Aim of the task: Return the passage about Dad and The Girlfriend word for word, in full.

Selected passage:
----

As Dad travels in reverse through time I catch him glancing over his shoulder at the arrow of time pointing the other way. On his desk are several framed family photos. Photos of his brothers and his parents, all of these he has turned towards the wall. The only photo smiling out at him is the one of his only grandchild.

Saturday, September 24, 2011

Dad has a Girlfriend

Steaming bowls of oatmeal and cups of apple sauce have been shared with The Girlfriend for a week now. Each morning Dad hangs his cane on the edge of the kitchen table, fluffs his red bandana kerchief onto his lap and begins his morning chat with her while stirring and stirring the “very hot, it’s very hot!” oatmeal and the “cold, it’s very cold!” applesauce. Usually he's surprised that The Girlfriend is “still here, you’re still here!”. He tells The Girlfriend stories about the house he had in Arizona which he sometimes forgets was in Arizona. Sometimes his house was in Germany or Hungary. He tells her it was “empty” and that he was glad he was here now where it is “not empty” but that he missed his house and he thought he should have a house. He asks her, “you have a house?” but she never answers that question. A reticent type. She does smile, however, all the time and with a warmth as if she truly cares about everything Dad says. She always wears the same thing, a white lab coat with a stethoscope around her neck. Dad frequently says the word “choice” when speaking with The Girlfriend. He has difficulty with the word and seems unsure of its meaning but he says it often as if he's just learning the word as a foreign student.

This is Saturday morning and Sir Karl is eating his own breakfast while Dad, at the opposite end of the table and realizing Sir Karl can hear him talking to his girlfriend, begins whispering. Dad, concentrating on the most mundane of conversation with The Girlfriend, points at Sir Karl clandestinely to warn her they're not alone. Sir Karl is reading as he eats his own meal and outlasts Dad’s oatmeal and applesauce. Dad finishes his breakfast and says “auf wiedersehen” to The Girlfriend. He brings me his bowl and cup to wash, takes his cane, slips on his shoes and wanders outside for a walk-a-bout.

Sir Karl chuckles as he too brings me his breakfast dishes to wash. “Your Dad was embarrassed to talk to his girlfriend with me here. He just whispered to her and patted her a couple of times.”

----

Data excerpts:
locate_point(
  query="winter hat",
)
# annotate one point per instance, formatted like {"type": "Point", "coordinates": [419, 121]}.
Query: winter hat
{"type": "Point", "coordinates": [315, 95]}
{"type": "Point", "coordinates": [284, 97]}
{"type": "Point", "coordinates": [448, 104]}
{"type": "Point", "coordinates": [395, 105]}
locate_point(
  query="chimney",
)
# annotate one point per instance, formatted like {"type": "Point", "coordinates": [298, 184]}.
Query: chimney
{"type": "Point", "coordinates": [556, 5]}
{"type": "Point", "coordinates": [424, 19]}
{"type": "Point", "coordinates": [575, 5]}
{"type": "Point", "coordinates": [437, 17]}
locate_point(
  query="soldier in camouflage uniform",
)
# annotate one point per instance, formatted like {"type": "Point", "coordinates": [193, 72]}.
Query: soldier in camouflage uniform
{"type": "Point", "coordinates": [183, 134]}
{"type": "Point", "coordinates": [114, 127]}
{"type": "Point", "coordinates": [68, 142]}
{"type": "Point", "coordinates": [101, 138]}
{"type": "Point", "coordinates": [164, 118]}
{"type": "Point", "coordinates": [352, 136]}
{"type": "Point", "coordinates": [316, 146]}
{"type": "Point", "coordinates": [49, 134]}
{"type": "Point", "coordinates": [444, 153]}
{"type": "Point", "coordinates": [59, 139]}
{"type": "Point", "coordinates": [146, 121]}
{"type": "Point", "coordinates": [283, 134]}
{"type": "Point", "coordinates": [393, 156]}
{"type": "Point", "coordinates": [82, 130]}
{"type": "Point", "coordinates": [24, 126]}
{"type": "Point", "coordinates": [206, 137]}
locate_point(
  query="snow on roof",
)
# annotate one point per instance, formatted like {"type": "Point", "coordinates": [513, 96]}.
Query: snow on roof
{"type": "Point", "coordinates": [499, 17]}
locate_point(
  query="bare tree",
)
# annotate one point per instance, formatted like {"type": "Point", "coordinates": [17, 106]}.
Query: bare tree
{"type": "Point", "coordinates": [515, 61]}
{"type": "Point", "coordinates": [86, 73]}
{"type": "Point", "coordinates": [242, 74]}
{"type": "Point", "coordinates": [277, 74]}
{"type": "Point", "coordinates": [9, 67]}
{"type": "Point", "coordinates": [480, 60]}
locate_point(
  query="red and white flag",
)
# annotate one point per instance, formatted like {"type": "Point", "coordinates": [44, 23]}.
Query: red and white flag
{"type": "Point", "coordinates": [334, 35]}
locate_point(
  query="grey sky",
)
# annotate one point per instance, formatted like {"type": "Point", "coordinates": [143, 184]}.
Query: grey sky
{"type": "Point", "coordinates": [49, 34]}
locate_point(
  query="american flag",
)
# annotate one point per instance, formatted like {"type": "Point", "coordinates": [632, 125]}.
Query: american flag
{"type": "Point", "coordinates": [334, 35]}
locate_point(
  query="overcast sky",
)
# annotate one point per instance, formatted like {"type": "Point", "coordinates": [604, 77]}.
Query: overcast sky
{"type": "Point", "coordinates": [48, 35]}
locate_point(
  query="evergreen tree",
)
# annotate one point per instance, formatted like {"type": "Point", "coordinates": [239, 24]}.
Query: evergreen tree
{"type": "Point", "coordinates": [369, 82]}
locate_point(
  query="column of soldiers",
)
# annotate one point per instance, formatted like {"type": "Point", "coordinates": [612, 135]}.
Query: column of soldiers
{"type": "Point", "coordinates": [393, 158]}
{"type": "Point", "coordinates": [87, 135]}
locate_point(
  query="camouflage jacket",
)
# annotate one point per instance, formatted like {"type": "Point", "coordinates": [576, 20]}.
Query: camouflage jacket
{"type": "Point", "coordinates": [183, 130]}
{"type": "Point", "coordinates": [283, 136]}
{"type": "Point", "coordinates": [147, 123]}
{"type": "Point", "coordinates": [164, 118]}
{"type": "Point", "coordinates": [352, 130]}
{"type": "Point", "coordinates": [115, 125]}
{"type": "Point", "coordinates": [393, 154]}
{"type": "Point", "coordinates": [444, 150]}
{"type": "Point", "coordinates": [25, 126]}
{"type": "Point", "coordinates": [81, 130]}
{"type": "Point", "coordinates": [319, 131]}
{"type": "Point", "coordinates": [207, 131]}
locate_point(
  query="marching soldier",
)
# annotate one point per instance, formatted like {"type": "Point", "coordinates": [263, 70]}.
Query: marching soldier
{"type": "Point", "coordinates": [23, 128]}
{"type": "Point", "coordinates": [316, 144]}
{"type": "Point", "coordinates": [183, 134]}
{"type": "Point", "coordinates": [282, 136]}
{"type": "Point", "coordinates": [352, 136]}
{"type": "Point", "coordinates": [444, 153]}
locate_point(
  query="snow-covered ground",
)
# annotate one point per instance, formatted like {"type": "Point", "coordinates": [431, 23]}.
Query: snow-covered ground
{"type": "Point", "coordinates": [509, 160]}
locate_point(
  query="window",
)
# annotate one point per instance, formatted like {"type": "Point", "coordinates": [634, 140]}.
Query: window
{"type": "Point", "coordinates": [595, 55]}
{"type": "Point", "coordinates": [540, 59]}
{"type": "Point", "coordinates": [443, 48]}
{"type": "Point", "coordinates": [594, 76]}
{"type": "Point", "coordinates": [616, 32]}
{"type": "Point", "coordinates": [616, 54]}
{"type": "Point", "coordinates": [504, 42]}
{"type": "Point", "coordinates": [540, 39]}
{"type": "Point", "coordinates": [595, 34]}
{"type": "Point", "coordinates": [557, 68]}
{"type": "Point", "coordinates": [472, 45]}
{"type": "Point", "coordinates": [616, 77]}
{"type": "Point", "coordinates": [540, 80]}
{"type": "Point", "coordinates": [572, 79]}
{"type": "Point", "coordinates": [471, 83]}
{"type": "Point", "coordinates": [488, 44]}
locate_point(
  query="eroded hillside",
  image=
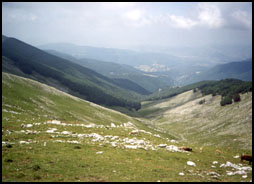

----

Written response:
As Dad travels in reverse through time I catch him glancing over his shoulder at the arrow of time pointing the other way. On his desk are several framed family photos. Photos of his brothers and his parents, all of these he has turned towards the wall. The only photo smiling out at him is the one of his only grandchild.

Saturday, September 24, 2011

Dad has a Girlfriend

Steaming bowls of oatmeal and cups of apple sauce have been shared with The Girlfriend for a week now. Each morning Dad hangs his cane on the edge of the kitchen table, fluffs his red bandana kerchief onto his lap and begins his morning chat with her while stirring and stirring the “very hot, it’s very hot!” oatmeal and the “cold, it’s very cold!” applesauce. Usually he's surprised that The Girlfriend is “still here, you’re still here!”. He tells The Girlfriend stories about the house he had in Arizona which he sometimes forgets was in Arizona. Sometimes his house was in Germany or Hungary. He tells her it was “empty” and that he was glad he was here now where it is “not empty” but that he missed his house and he thought he should have a house. He asks her, “you have a house?” but she never answers that question. A reticent type. She does smile, however, all the time and with a warmth as if she truly cares about everything Dad says. She always wears the same thing, a white lab coat with a stethoscope around her neck. Dad frequently says the word “choice” when speaking with The Girlfriend. He has difficulty with the word and seems unsure of its meaning but he says it often as if he's just learning the word as a foreign student.

This is Saturday morning and Sir Karl is eating his own breakfast while Dad, at the opposite end of the table and realizing Sir Karl can hear him talking to his girlfriend, begins whispering. Dad, concentrating on the most mundane of conversation with The Girlfriend, points at Sir Karl clandestinely to warn her they're not alone. Sir Karl is reading as he eats his own meal and outlasts Dad’s oatmeal and applesauce. Dad finishes his breakfast and says “auf wiedersehen” to The Girlfriend. He brings me his bowl and cup to wash, takes his cane, slips on his shoes and wanders outside for a walk-a-bout.

Sir Karl chuckles as he too brings me his breakfast dishes to wash. “Your Dad was embarrassed to talk to his girlfriend with me here. He just whispered to her and patted her a couple of times.”